SOURCE MATERIAL

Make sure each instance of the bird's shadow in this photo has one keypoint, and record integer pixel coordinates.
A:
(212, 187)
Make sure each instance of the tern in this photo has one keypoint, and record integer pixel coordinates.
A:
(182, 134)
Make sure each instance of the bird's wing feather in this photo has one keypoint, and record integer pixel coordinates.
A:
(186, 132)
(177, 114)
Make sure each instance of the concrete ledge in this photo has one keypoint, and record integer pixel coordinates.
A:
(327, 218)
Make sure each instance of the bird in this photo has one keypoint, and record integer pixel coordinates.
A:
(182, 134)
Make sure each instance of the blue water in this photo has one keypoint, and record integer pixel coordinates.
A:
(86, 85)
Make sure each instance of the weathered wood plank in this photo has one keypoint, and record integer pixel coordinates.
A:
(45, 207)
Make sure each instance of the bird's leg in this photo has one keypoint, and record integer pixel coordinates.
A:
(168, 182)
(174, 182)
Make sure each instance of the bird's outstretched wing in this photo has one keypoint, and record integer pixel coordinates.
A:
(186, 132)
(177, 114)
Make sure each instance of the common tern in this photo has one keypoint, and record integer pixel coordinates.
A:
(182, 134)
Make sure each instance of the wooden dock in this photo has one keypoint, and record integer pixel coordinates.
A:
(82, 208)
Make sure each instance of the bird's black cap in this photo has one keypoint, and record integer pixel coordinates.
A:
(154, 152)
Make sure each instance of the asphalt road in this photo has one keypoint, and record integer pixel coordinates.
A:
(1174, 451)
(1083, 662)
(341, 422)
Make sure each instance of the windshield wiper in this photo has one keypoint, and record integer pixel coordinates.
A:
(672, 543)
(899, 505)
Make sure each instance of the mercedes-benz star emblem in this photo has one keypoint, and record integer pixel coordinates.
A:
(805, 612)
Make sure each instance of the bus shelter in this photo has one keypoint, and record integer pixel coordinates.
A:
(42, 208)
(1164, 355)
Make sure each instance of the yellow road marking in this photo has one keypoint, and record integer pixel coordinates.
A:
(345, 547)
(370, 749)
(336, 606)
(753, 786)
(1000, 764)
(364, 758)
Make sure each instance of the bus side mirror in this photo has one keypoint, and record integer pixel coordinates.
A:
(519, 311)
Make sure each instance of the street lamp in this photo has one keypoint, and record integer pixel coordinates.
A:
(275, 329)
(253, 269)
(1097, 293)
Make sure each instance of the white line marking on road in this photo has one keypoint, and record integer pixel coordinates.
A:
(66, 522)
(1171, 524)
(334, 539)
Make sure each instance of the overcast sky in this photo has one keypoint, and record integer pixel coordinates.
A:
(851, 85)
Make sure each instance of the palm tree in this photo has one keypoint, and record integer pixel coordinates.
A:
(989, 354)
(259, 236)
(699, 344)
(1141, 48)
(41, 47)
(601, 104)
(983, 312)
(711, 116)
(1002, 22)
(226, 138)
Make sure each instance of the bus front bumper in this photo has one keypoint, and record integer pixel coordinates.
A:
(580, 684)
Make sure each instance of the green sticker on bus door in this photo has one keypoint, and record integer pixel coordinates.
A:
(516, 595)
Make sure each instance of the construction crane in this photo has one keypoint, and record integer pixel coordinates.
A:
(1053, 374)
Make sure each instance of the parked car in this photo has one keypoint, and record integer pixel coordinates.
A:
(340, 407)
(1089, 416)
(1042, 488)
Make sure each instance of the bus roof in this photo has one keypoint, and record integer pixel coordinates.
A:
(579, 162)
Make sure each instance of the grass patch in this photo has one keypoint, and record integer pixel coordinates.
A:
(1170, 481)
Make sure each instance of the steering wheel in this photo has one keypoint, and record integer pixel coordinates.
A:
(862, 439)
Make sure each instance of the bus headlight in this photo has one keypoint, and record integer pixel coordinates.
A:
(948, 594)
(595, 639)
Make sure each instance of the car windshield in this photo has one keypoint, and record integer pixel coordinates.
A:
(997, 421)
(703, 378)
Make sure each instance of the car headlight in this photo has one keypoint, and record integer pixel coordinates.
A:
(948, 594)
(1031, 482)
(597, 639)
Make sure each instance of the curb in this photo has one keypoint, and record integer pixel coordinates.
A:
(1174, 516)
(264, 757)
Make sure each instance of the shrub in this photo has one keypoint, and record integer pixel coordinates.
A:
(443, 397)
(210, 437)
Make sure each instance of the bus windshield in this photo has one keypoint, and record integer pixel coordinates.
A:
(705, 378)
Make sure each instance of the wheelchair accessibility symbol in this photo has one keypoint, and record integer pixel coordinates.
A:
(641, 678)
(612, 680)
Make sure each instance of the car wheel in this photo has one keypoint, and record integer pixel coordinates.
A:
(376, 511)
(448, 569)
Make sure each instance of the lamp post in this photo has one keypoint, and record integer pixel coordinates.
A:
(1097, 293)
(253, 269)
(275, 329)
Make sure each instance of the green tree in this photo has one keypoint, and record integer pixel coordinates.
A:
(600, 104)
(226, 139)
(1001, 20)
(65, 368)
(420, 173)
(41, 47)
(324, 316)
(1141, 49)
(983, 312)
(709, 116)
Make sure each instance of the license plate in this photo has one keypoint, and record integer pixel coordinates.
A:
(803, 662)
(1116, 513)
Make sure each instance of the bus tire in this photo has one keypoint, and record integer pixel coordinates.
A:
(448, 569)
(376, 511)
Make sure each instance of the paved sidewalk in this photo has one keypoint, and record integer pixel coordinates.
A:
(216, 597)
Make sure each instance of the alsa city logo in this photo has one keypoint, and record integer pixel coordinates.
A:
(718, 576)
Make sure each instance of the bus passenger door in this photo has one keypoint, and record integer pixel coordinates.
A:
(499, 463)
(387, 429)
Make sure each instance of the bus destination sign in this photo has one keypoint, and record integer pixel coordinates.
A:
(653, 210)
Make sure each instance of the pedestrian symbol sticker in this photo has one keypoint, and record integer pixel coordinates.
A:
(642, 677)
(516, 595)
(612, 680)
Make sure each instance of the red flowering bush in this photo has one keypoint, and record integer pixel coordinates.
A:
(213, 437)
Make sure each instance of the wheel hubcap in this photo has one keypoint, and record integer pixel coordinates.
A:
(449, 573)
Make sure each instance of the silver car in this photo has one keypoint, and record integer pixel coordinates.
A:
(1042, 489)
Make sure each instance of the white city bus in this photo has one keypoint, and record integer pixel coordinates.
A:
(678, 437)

WORK ITEM
Would you set down all of the entries again, word for word?

REPLY TO THE EXERCISE
Make sure each instance of the bird's shadow in this photo has one keypoint, and record integer pixel coordinates.
A:
(212, 187)
Make sure each instance of the tern in this photo has one keypoint, and record integer pixel coordinates.
A:
(182, 134)
Make sure each instance of the bird's wing feather in this photo has one keypoint, and record integer pixel coordinates.
A:
(186, 132)
(177, 114)
Make sure each instance of the concrete ledge in this photo has one keypoint, and record integer pixel coordinates.
A:
(327, 218)
Make sure each instance of the bird in this photo has one keypoint, and record integer pixel coordinates.
A:
(182, 134)
Make sure each instance of the blue water in this photo has one keypoint, and record integer pixel coordinates.
A:
(86, 85)
Make sure each instance of the weathered wood plank in this photo has one keypoint, and record integer pixel coordinates.
A:
(45, 207)
Make sure each instance of the bird's leg in this photo has one keypoint, and record integer pixel coordinates.
A:
(168, 182)
(174, 182)
Make sure each instance of the bird's outstretched wing in this photo has one keypoint, and record integer pixel coordinates.
A:
(186, 132)
(177, 114)
Make sure each instance of the common tern in this photo has one keypoint, and record integer pixel coordinates.
A:
(182, 134)
Make sure each instance of the wooden dock in this photo has one keypoint, and record integer pixel coordinates.
A:
(82, 208)
Make sure each instance of the bird's black cap in this photo has one keypoint, and record integer pixel coordinates.
A:
(154, 152)
Make sure each instance of the asphalt road in this photo has one keypoint, and record integer pixel coordinates.
A:
(1174, 451)
(1083, 662)
(341, 422)
Make sure each instance of the windshield wiper in this photo has one keypoint, and record integer pixel coordinates.
A:
(672, 543)
(899, 505)
Make sure each instance of the mercedes-benz star emblem in this photo has one keypoint, and record integer pixel coordinates.
A:
(805, 612)
Make sure each instance of the bus shelter in this photo has one keypoint, and record integer pixel coordinates.
A:
(42, 208)
(1164, 355)
Make sure each instance of the yellow road marking in this photo has one keypoint, and record integer pixel coordinates.
A:
(345, 547)
(370, 749)
(336, 606)
(753, 786)
(1000, 764)
(364, 758)
Make sure each instance of the bus side mirror in this photo has one keypoint, and record integer pixel coordinates.
A:
(519, 311)
Make sure each instance of the street lamp in this photo has one keypoint, and record integer pixel coordinates.
A:
(275, 329)
(253, 269)
(1097, 293)
Make sure each instance of the white line marking on road in this photo has one keypoint, and record integer pixel coordinates.
A:
(66, 522)
(1171, 524)
(334, 539)
Make sure each instance of the overcast sky in this photo has one keypoint, and record integer pixel coordinates.
A:
(851, 85)
Make sure each instance of the palm tree in this photo has one keypoint, and record integer pixel coordinates.
A:
(989, 354)
(259, 236)
(699, 344)
(1141, 48)
(41, 47)
(601, 104)
(983, 312)
(711, 116)
(1002, 22)
(226, 138)
Make sure each instance of the bus front bumper in this photo has one keypoint, and record integer pixel coordinates.
A:
(580, 684)
Make sure each instance of the green sticker on bus door in this photo has one keypoint, and record integer pixel coordinates.
A:
(516, 595)
Make sure each instance of the construction crane in this photo has one keypoint, and record integer pixel coordinates.
A:
(1053, 374)
Make sure each instance of the parked car in this photo has one keypoint, and record integer pixel coordinates.
A:
(340, 407)
(1089, 416)
(1042, 488)
Make sure each instance of the bus roof in this photo has one keypoint, and record integer pixel coordinates.
A:
(579, 162)
Make sure each instance of the grass patch in this photo has one keypoint, and record integer pixel coordinates.
A:
(1170, 481)
Make sure each instance of the steering wheel in this photo has one keypoint, and record integer pixel coordinates.
A:
(862, 439)
Make sure each instance of the bus headlight in this photo has one keypoint, and record integer pixel coordinates.
A:
(948, 594)
(595, 639)
Make sure each instance of the car windshield in this photo has one keypoint, and record integer pixel coordinates.
A:
(997, 421)
(703, 378)
Make sure each instance of the car headlight in this photo has one keypoint, and record integer pixel coordinates.
A:
(948, 594)
(1031, 482)
(597, 639)
Make sure each instance of the curb in this photo has one keypoint, and record integer pixel coordinates.
A:
(1174, 516)
(264, 757)
Make sure each instance of the shrub in this photo has one keypoint, and record integer pixel coordinates.
A:
(443, 397)
(210, 437)
Make sure each instance of the bus windshield in this photo has one keypoint, and record integer pixel coordinates.
A:
(705, 378)
Make sure each instance of the wheelchair accessibility symbol in this photo has one keypoint, and record integer pixel coordinates.
A:
(641, 678)
(612, 680)
Make sure each instance of the car wheel in this photo has one keypoint, and record integer pixel coordinates.
A:
(376, 511)
(448, 569)
Make sure each instance of the lamp post in this photo has one keypoint, and record integer pixel coordinates.
A:
(1097, 293)
(253, 269)
(275, 329)
Make sure each instance of the green tree in this photo has one keypoint, and record integer pixel coordinates.
A:
(600, 104)
(226, 139)
(1001, 20)
(65, 368)
(420, 173)
(41, 47)
(324, 316)
(1141, 49)
(983, 312)
(709, 116)
Make sure each instance of the license plate in this photo has one keypoint, and record integer pixel coordinates.
A:
(803, 662)
(1116, 513)
Make sure each instance of the bus tire in this photo has one keypoint, and record integer pixel coordinates.
A:
(448, 569)
(376, 511)
Make sure each instance of the paved sidewalk in this photo has one keypoint, and record integer pixel coordinates.
A:
(216, 597)
Make sure each instance of the alsa city logo in this photo has one keypoint, and record integer pixel coordinates.
A:
(718, 576)
Make sure each instance of the bus passenger door in this photo has one keypoint, and record integer pixel coordinates.
A:
(499, 463)
(387, 429)
Make sure each instance of the bus destination sign in this photo has one keypoint, and record integer pixel coordinates.
A:
(653, 210)
Make sure each instance of the pedestrian symbol sticker in this photo has one keypoint, and record integer pixel coordinates.
A:
(642, 677)
(516, 595)
(612, 680)
Make sure each instance of the red flowering bush in this photo has one keypoint, and record integer pixel coordinates.
A:
(213, 437)
Make sure each instance of the wheel hubcap in this photo has one keypoint, and record integer pixel coordinates.
A:
(449, 573)
Make sure each instance of the silver car in this photo has one keypoint, and record integer pixel coordinates.
A:
(1042, 489)
Make sure each instance of the white city bus in this photo has one keypoint, and record integer pixel coordinates.
A:
(678, 437)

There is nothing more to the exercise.